-- START Records provided --
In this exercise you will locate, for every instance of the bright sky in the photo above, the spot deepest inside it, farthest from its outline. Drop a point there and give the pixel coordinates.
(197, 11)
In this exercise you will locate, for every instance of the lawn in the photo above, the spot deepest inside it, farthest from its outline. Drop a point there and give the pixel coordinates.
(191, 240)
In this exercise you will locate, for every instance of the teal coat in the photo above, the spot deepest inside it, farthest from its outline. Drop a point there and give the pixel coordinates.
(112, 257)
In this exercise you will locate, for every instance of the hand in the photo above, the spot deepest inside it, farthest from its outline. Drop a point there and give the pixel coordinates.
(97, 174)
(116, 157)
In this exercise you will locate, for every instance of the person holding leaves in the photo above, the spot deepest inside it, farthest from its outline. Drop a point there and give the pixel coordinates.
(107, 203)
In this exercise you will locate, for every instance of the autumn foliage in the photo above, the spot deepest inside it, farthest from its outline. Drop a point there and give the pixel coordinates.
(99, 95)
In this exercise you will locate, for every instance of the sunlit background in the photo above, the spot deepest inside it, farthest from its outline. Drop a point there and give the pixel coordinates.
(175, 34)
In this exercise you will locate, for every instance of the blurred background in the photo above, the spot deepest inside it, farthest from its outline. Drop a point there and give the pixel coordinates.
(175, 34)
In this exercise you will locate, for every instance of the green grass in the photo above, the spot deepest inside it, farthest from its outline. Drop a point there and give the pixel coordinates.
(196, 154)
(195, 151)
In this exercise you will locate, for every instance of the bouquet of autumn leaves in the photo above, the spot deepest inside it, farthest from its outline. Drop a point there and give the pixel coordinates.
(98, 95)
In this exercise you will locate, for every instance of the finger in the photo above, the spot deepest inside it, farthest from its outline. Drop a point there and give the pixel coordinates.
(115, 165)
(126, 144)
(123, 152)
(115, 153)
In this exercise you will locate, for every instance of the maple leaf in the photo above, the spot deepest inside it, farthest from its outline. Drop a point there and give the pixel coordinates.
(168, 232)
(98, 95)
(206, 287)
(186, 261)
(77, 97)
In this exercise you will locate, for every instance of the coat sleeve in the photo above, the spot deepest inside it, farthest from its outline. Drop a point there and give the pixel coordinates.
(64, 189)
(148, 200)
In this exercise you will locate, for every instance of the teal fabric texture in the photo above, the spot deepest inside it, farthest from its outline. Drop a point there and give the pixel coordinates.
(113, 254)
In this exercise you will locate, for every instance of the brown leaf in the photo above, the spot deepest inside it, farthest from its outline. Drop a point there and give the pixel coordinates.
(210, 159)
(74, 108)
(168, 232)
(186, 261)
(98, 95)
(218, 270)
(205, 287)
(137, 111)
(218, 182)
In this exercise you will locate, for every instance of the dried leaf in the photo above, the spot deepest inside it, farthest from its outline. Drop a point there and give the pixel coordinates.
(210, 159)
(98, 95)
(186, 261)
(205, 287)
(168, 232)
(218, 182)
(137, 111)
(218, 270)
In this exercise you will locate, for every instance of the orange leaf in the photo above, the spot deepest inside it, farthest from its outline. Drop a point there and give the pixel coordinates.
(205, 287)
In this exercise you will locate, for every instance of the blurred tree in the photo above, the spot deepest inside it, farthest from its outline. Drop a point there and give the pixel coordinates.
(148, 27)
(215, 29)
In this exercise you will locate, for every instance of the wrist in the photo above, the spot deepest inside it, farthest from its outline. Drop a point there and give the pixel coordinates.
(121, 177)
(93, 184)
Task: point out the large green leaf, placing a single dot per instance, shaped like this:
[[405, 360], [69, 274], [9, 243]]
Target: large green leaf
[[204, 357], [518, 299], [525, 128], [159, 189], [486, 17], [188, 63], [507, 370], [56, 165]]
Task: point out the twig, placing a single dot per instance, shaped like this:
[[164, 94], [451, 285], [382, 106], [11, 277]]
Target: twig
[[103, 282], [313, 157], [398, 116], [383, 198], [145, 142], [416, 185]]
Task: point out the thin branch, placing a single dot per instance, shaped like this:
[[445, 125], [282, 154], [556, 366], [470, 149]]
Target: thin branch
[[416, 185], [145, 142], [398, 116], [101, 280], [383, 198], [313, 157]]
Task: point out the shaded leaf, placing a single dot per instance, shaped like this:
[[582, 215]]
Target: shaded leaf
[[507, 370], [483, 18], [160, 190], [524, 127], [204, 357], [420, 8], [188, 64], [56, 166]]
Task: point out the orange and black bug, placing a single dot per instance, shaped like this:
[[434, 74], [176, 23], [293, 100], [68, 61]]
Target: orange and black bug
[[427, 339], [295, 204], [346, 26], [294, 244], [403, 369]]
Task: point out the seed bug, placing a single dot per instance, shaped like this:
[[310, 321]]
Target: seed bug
-- END Records provided --
◆ **What this task involves**
Reproduce all of the records above word for word.

◆ **Reply**
In this exercise you will locate, for every instance of the bright sky in the photo above, the spot deepest inside it, farthest from its outline. Drop a point there and give the pixel coordinates.
(197, 11)
In this exercise you will locate, for every instance of the lawn in the photo above, the spot deepest inside it, farthest from its outline. Drop a point there and give the pixel coordinates.
(191, 240)
In this exercise you will locate, for every instance of the teal coat in the photo above, the spot deepest inside it, farthest from its outline. Drop a point there and give the pixel coordinates.
(112, 257)
In this exercise you will locate, for every instance of the hand in the photo above, the spot deepest inside it, farthest from its outline. Drop a point there and give the pixel coordinates.
(97, 174)
(116, 157)
In this exercise you will locate, for every instance of the person holding leaves in the photo above, the spot deepest inside it, farthest from its outline. Drop a point there and give the pixel coordinates.
(107, 203)
In this exercise you will locate, for every instance of the autumn foliage in the photo above, the spot deepest inside it, farthest from its outline. Drop a point there and give the pixel coordinates.
(99, 95)
In this exercise you will locate, for every instance of the sunlit background in the photo above, the spot deepest inside it, farthest from its outline. Drop a point there and give the pixel coordinates.
(175, 34)
In this exercise you will locate, for every instance of the blurred background in the photo above, the spot deepest inside it, farthest from its outline. Drop a point there and give the pixel coordinates.
(175, 34)
In this exercise you will locate, for every instance of the green grass in the photo above, the spot deepest inside it, farthest from its outline. Drop a point there and give the pixel coordinates.
(196, 154)
(195, 151)
In this exercise you will locate, for every instance of the bouquet of autumn leaves in the photo above, the spot deepest inside it, farthest from its outline. Drop a point there and give the pixel coordinates.
(98, 95)
In this exercise you will locate, for every instance of the finger in the photo above, the spot deepest inside it, farthest from its outline. Drop a point there and give the pixel coordinates.
(115, 165)
(126, 144)
(123, 152)
(115, 153)
In this exercise you will locate, for every instance of the maple leaf in the photo above, the spot deepest inside it, farthest from its outline. Drop a point there and give the pixel coordinates.
(168, 232)
(98, 95)
(206, 287)
(186, 261)
(77, 97)
In this exercise you will locate, for every instance of the coat sleeve in the photo above, the spot deepest inside it, farthest from its outline. Drop a point there and give the pixel coordinates.
(64, 189)
(148, 200)
In this exercise you will locate, for every instance of the teal fabric texture in the photo above, the spot deepest inside it, farthest from its outline. Drop a point there and give the pixel coordinates.
(113, 254)
In this exercise you will locate, for every instance of the brown leaf in the photo above, the spot deepest inside it, farthest from its outline. Drop a point there and give the pixel coordinates.
(210, 159)
(74, 108)
(168, 232)
(186, 261)
(98, 95)
(218, 270)
(205, 287)
(137, 111)
(218, 182)
In this exercise you will locate, for every instance of the dried leaf in the photo above, the spot deepest inside it, farthest from its outline. Drop a point there and give the pixel coordinates.
(210, 159)
(98, 95)
(186, 261)
(205, 287)
(168, 232)
(218, 182)
(137, 111)
(218, 270)
In this exercise you will locate, for every instance of the orange leaf in the photo above, the spot deepest inside it, farthest from its outline. Drop a point there and give the pixel coordinates.
(205, 287)
In this exercise you will locate, for every instance of the blurred tree in the photo above, the spot deepest inside it, farthest from its outline. Drop a point there and give the pixel coordinates.
(148, 27)
(215, 29)
In this exercise you will locate, for every instance of the wrist in the photo above, the spot deepest inside it, farthest from its outline. Drop a point there and give the pixel coordinates.
(121, 177)
(93, 184)
Task: point out the large green leaf, placing a single dot per instance, shaped like this:
[[405, 360], [69, 274], [9, 243]]
Target: large green leaf
[[204, 357], [518, 299], [525, 128], [159, 189], [486, 17], [188, 63], [507, 370], [56, 165]]
Task: point out the twig, placing a single dot per instance, shaped like this:
[[164, 94], [451, 285], [382, 106], [11, 277]]
Target: twig
[[103, 282], [313, 157], [398, 116], [383, 198], [145, 142], [416, 185]]
Task: point out the thin branch, placing a single dot per instance, shaped like this:
[[445, 125], [282, 154], [556, 366], [470, 149]]
Target: thin branch
[[416, 185], [145, 142], [398, 116], [101, 280], [383, 198], [313, 157]]
Task: point out the shaded leaf, placing a single dot per instance, shaped like this:
[[582, 215]]
Target: shaded leaf
[[507, 370], [483, 18], [160, 190], [524, 127], [204, 357], [420, 8], [188, 64], [56, 166]]
Task: point out the orange and black bug, placing a single dot per instance, shaped like this:
[[434, 74], [176, 23], [293, 100], [68, 61]]
Target: orange and black bug
[[427, 339], [295, 204], [346, 26], [294, 244], [403, 369]]
Task: point out the seed bug, placing a single dot per instance, shaped like this:
[[310, 321]]
Target: seed bug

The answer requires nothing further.